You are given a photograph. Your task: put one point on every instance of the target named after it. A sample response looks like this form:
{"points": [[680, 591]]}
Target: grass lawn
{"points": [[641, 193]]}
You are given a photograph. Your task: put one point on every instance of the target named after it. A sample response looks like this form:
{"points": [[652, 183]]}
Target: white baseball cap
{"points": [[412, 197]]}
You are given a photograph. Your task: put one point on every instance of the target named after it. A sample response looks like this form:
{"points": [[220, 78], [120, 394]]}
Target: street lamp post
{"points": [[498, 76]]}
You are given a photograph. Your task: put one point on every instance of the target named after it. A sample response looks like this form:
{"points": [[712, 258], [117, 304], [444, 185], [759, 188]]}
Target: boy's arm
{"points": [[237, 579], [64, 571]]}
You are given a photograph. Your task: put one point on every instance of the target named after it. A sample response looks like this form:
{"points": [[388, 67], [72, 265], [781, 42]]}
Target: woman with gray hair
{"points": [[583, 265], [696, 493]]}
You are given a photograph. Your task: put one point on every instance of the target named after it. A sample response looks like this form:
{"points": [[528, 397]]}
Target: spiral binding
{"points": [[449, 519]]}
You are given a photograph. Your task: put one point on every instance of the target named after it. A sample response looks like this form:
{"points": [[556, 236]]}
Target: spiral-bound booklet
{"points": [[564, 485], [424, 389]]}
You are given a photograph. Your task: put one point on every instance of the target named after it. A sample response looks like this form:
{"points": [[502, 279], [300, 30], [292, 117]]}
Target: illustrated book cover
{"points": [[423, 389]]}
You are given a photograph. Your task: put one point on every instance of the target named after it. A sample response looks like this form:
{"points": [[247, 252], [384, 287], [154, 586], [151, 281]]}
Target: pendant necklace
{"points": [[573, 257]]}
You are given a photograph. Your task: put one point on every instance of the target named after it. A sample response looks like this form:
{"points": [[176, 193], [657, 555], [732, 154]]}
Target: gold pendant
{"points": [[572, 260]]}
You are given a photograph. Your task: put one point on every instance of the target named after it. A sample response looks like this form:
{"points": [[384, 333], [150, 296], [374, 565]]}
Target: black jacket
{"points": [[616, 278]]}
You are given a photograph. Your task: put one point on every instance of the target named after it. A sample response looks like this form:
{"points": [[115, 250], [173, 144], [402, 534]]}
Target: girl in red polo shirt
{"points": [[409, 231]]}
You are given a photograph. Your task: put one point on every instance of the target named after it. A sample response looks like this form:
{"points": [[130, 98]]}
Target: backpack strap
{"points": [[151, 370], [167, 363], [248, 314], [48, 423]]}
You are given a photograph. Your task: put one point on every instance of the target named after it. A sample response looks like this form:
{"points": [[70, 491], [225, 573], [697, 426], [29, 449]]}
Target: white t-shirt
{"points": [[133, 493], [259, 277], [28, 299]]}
● ● ● ● ●
◆ TASK DIRECTIONS: Output the listing above word for word.

◆ RESPONSE TO THE TASK:
You are given a photograph. Your task: put one point on every instance of the target named after it. A sample response looks like this form:
{"points": [[680, 591]]}
Target: grass lawn
{"points": [[641, 193]]}
You are given a photograph. Your task: put one point on every instance of the target named after it. A sample response looks like this form:
{"points": [[652, 183]]}
Target: white baseball cap
{"points": [[412, 197]]}
You are given a photograph. Your task: put one point on every instance of the target named after it. A sample response looks like this form:
{"points": [[220, 78], [120, 394]]}
Target: street lamp post
{"points": [[498, 76]]}
You are given a photograph. Your task: put one point on every instance of the target named after it. A sample response looks like this form:
{"points": [[712, 258], [117, 304], [444, 185], [759, 188]]}
Target: boy's arm
{"points": [[237, 579], [64, 571]]}
You are given a photograph. Your task: put one point on every instance of the target named after it. A sample response looks like this form:
{"points": [[388, 67], [72, 265], [781, 42]]}
Target: woman with gray hair
{"points": [[583, 265], [696, 493]]}
You are given a photograph. Your task: put one point on every instance of the target named after it. A sample response looks like this form:
{"points": [[528, 397]]}
Target: spiral binding
{"points": [[449, 519]]}
You are given a photograph. Your task: put one point on every instance of the target named after it. A sample response looks like this form:
{"points": [[556, 236]]}
Target: spiral-bound booklet
{"points": [[564, 485], [424, 389]]}
You are given a photograph. Your task: put one point on every instance of the target named after it. A sample response looks like this form:
{"points": [[502, 279], [300, 30], [292, 117]]}
Target: illustrated book cover
{"points": [[423, 389]]}
You are given a photograph. Your task: put one point on every instance of the target named after it. A sample response looks like this form:
{"points": [[247, 252], [384, 287], [154, 586], [151, 281]]}
Target: pendant necklace
{"points": [[573, 257]]}
You are given a photograph. Your task: put one point on every instance of the target named after it. A sample response looks like this form:
{"points": [[176, 193], [657, 555], [732, 154]]}
Target: gold pendant
{"points": [[572, 260]]}
You are given a photograph. Your task: put one point on every instance of the target named after it. A sample response looks like this form:
{"points": [[384, 333], [150, 296], [374, 565]]}
Target: black jacket
{"points": [[616, 278]]}
You are given a photograph. Your task: put one point on every instance of the target named after it. A sample response looks like this form:
{"points": [[115, 250], [173, 144], [402, 534]]}
Target: girl in red polo shirt
{"points": [[409, 231]]}
You are given a photograph. Your task: put one point on every instance of the target named after it. A sample response looks like this form:
{"points": [[130, 98]]}
Target: backpack strap
{"points": [[151, 370], [167, 363], [248, 314], [48, 423]]}
You are given a photograph. Your task: put one point on every instance of the target named after it. A sample response looks like this form:
{"points": [[70, 491], [225, 573], [697, 426], [29, 449]]}
Target: white t-shirt
{"points": [[133, 493], [259, 277], [28, 299]]}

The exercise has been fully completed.